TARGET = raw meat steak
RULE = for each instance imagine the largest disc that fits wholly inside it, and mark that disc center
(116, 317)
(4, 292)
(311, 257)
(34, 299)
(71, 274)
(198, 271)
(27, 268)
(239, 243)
◇ ◇ ◇ ◇
§ **To do**: Extract the data exactly as given.

§ **Answer space**:
TARGET = raw meat steak
RULE = for each instance imagine the largest disc that fits wholly inside it, and mark that disc center
(116, 317)
(4, 292)
(311, 257)
(34, 299)
(71, 274)
(198, 271)
(27, 268)
(239, 243)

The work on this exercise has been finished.